> Exercise directions
An exact reprint of all the records is the expected answer.

> Data

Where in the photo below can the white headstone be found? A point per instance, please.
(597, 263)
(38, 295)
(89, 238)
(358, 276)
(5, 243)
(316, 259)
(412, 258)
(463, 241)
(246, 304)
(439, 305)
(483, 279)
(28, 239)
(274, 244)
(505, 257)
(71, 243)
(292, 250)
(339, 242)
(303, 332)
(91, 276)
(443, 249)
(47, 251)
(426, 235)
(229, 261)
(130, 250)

> Answer area
Where in the photo below can the white headstone be found? A point per instance, please.
(597, 263)
(38, 295)
(89, 238)
(358, 276)
(5, 243)
(316, 259)
(412, 258)
(463, 241)
(246, 304)
(439, 305)
(483, 279)
(28, 239)
(274, 244)
(505, 257)
(71, 243)
(292, 250)
(339, 242)
(303, 332)
(91, 276)
(443, 249)
(47, 251)
(426, 235)
(229, 261)
(130, 250)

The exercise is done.